Epiphany (or the Day of the Three Kings) on January 6 celebrates the revelation of Jesus to the Gentiles as represented by the Magi.

Most of us probably don’t think much about being Gentile. Long used to our place in the grand scheme of the church, especially if we belong to a homogenous congregation or the dominant ethnicity of our neighbourhood, we miss the radical fact that the Jewish Messiah was also “a light for revelation to the Gentiles” (Luke 2:32) and that we, once considered “outside,” were brought completely “inside” in Christ.

The drama, tension and theological argument in the New Testament around inclusion and intercultural unity in the church are lost on us.

As North American society becomes increasingly multicultural, however, and, in the words of Rob Brynjolfson, “irreversibly pluralistic,” the church today faces a challenge similar to that of the early church.

She is challenged to enter into the radical nature of God’s intention for all peoples, his body. This issue introduces that challenge and highlights Mennonite Brethren who are engaging it with particular intentionality. The theme will e continued in the following issue.

—Dora Dueck

It’s hard work, but it’s right – and it’s worth it!

The day I interviewed the staff of Killarney Park MB Church, Vancouver, was not an opportune day for some of them. It was one pastor’s day off and a house re-location was in progress. Another had an illness in the extended family that required a trip out of town later that day. I suggested I could talk to people individually around these situations.

*Record set:*
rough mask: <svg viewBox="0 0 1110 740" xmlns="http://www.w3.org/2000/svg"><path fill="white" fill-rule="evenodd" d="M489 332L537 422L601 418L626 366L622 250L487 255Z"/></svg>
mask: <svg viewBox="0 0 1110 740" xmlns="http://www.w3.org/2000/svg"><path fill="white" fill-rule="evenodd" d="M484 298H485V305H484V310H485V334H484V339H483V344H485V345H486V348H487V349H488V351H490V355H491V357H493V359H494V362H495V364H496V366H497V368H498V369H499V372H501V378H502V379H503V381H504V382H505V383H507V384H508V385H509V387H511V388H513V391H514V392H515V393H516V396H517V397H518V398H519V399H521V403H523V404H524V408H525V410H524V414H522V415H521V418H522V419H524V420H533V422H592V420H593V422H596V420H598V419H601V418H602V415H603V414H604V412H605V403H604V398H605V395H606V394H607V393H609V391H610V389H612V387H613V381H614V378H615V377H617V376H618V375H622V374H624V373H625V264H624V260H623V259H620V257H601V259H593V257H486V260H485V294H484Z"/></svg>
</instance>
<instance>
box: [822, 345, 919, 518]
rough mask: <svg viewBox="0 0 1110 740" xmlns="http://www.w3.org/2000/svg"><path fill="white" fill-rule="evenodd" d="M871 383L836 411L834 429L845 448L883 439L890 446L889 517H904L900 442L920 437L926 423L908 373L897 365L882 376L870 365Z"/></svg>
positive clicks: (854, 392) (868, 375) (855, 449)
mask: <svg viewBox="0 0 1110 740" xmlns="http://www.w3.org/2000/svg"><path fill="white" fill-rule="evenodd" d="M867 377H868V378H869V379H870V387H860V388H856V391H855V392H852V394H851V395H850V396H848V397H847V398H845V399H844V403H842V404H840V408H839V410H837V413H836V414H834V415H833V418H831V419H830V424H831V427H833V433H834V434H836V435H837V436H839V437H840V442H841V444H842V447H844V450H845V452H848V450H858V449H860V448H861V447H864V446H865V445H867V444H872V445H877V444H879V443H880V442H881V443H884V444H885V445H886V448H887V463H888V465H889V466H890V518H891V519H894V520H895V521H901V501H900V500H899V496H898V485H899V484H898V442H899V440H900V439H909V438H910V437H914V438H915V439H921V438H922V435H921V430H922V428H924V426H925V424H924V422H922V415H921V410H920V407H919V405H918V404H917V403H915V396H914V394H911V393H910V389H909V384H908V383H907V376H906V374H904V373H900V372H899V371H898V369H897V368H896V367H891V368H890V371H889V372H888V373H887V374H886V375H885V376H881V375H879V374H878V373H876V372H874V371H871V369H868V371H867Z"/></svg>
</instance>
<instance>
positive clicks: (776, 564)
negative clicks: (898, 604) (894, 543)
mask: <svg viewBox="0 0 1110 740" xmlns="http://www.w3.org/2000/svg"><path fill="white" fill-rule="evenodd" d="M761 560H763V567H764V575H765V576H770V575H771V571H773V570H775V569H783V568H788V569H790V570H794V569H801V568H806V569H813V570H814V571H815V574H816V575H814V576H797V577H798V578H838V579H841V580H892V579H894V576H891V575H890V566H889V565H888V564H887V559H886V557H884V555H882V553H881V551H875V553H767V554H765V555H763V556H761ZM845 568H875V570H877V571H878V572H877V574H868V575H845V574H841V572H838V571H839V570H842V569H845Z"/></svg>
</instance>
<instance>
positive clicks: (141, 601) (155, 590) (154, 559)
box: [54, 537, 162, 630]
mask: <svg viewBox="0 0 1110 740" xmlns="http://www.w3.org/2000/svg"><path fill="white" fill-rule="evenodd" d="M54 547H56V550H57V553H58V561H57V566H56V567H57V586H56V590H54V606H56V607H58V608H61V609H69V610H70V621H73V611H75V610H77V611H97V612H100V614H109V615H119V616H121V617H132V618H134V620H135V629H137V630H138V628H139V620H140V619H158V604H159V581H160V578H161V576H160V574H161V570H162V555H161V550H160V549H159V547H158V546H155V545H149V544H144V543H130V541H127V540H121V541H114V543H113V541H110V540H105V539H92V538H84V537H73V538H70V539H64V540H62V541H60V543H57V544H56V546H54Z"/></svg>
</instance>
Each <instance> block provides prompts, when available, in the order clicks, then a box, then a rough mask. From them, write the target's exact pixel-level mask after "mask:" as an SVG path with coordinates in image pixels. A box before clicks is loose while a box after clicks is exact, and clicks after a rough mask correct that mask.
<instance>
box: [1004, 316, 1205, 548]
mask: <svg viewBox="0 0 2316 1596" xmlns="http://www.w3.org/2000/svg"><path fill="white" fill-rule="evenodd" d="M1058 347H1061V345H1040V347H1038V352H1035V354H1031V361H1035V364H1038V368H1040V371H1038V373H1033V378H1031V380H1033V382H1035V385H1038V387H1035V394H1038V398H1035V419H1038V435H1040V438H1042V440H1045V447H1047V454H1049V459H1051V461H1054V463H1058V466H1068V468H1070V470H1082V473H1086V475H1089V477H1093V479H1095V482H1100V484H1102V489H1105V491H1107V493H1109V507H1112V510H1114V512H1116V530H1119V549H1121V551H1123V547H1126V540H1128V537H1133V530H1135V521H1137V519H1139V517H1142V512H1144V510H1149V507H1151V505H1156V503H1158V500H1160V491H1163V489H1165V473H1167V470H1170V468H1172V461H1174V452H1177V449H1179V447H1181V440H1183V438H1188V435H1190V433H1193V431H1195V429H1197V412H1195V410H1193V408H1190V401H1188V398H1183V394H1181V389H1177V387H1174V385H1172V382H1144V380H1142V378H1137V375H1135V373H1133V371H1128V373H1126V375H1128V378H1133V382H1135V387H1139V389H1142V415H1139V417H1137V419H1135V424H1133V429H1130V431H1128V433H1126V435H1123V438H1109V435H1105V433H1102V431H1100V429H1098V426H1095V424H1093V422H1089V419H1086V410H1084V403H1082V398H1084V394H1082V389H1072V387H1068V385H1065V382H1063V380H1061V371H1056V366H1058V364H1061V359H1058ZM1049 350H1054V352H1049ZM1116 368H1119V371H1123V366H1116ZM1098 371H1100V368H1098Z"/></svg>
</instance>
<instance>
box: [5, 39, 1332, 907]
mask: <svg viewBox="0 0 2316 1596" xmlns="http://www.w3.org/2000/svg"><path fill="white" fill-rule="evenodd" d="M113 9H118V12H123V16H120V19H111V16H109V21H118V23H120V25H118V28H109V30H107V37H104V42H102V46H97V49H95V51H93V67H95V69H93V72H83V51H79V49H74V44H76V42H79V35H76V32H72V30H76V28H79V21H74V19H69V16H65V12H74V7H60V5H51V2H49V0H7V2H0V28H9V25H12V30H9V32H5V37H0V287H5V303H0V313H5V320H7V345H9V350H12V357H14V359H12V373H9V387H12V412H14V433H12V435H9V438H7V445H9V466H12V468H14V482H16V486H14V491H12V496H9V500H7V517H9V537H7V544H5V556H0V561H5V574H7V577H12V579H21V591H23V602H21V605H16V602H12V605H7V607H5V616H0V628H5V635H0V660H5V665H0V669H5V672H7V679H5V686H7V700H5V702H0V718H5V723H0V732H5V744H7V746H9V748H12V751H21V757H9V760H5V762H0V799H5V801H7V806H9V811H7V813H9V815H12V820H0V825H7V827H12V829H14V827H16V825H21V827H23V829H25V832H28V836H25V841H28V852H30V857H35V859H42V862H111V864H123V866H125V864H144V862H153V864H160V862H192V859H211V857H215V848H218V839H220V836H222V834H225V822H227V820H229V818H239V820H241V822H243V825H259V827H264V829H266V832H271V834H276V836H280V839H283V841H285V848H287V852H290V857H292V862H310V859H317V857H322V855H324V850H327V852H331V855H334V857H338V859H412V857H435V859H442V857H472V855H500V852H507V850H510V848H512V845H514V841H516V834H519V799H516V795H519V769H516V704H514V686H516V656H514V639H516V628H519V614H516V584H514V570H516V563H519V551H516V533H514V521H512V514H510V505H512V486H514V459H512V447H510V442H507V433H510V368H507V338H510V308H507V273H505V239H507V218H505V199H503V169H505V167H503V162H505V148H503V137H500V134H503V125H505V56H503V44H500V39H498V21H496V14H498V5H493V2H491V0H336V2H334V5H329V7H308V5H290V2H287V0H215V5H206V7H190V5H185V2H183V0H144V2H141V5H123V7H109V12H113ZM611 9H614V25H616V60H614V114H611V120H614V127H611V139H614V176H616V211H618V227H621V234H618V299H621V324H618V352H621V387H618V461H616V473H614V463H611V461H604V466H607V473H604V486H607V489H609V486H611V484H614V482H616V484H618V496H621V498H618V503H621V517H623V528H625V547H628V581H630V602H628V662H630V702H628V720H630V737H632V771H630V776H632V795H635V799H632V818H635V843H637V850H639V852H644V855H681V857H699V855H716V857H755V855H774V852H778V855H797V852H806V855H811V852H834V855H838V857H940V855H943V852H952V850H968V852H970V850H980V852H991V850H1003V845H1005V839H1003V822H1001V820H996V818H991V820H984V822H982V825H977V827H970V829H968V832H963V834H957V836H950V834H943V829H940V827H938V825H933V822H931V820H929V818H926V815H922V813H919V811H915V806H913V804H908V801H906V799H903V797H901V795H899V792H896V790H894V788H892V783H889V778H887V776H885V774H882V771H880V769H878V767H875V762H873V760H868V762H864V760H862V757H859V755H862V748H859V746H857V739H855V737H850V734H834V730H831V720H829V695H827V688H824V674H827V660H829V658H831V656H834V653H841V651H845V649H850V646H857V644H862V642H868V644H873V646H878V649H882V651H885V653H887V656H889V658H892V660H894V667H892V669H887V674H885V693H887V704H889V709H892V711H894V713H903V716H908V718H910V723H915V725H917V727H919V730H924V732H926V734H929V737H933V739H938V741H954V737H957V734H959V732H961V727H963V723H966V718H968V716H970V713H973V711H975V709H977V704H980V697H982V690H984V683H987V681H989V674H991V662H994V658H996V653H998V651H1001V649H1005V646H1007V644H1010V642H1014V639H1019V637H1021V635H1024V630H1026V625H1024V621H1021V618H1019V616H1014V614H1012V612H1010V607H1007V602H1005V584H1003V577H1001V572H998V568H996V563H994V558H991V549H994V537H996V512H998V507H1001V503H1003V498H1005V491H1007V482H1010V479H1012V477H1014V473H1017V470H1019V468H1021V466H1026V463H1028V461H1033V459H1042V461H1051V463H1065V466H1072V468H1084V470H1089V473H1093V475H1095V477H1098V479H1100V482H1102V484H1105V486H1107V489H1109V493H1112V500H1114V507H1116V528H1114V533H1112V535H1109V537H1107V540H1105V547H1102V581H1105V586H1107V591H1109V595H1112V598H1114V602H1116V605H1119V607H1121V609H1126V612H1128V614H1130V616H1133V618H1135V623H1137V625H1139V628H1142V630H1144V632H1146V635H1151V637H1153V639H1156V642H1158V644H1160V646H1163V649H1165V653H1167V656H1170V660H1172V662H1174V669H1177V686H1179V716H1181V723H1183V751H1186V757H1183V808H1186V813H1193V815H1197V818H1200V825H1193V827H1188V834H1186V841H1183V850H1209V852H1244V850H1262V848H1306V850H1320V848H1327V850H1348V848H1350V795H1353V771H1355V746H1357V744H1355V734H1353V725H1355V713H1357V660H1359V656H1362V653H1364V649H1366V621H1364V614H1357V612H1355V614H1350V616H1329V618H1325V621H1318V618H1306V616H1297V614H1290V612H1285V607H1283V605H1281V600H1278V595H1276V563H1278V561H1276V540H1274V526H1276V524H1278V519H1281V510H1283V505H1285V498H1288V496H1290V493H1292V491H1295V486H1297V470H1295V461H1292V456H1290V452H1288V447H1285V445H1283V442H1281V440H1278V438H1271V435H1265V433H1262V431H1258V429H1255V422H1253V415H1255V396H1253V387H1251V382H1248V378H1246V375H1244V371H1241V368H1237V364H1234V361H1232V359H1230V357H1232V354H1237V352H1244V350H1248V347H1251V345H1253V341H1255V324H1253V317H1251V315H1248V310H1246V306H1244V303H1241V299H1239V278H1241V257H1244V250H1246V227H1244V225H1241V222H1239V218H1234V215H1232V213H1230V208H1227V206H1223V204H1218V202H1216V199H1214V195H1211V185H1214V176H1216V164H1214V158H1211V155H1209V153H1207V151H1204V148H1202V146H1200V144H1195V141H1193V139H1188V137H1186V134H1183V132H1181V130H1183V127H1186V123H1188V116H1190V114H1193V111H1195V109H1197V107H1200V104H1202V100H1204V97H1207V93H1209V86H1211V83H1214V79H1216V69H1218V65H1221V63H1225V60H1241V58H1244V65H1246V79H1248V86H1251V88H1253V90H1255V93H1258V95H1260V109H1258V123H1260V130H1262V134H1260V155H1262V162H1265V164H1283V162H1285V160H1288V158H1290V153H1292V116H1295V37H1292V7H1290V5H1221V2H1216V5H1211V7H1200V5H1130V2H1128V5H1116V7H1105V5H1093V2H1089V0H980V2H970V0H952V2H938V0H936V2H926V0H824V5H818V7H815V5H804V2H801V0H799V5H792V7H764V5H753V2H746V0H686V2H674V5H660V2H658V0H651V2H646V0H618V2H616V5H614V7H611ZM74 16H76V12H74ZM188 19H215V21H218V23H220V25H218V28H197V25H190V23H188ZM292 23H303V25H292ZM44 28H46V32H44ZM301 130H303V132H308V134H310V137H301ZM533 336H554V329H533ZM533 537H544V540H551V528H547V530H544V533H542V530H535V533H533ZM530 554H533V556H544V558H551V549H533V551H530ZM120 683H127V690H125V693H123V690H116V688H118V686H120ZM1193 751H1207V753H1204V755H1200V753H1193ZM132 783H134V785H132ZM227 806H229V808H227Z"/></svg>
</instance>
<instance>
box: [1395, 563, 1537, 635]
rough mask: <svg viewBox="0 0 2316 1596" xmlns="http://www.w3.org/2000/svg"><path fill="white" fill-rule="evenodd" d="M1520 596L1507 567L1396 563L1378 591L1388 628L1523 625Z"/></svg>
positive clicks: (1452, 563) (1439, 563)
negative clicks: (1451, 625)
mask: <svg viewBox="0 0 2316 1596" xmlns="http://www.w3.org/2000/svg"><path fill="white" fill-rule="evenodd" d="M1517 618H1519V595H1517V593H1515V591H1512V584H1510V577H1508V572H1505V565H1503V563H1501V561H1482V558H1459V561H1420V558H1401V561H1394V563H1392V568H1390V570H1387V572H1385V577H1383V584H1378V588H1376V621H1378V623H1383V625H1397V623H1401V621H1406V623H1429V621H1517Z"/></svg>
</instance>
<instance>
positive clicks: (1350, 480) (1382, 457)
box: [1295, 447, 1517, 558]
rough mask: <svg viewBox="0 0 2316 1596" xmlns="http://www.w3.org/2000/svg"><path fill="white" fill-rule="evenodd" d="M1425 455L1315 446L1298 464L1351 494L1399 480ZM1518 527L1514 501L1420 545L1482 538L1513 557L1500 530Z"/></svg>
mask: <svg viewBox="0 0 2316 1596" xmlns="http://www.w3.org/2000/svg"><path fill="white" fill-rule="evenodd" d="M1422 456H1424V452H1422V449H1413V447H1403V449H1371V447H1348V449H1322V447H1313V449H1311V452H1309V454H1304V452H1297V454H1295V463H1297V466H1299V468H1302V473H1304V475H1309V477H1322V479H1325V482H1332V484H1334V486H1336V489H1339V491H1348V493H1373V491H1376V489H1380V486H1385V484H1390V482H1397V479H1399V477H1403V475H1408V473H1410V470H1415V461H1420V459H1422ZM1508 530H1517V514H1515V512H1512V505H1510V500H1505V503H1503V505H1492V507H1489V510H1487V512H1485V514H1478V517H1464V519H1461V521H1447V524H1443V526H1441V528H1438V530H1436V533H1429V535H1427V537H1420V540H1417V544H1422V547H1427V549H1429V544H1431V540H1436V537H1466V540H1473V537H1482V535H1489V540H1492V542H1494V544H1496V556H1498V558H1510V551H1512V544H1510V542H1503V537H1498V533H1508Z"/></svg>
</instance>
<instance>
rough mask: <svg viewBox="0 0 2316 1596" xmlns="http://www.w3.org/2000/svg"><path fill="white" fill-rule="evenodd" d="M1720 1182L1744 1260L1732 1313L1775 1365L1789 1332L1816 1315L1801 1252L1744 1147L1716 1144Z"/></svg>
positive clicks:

*Written task 1:* In the passage on Epiphany, whose words describe North American society as "irreversibly pluralistic"?
*Written task 2:* Render this sentence from the passage on Epiphany in Spanish: "The drama, tension and theological argument in the New Testament around inclusion and intercultural unity in the church are lost on us."

*Exercise solution 1:* Rob Brynjolfson

*Exercise solution 2:* El drama, la tensión y el argumento teológico del Nuevo Testamento en torno a la inclusión y la unidad intercultural en la iglesia se nos escapan.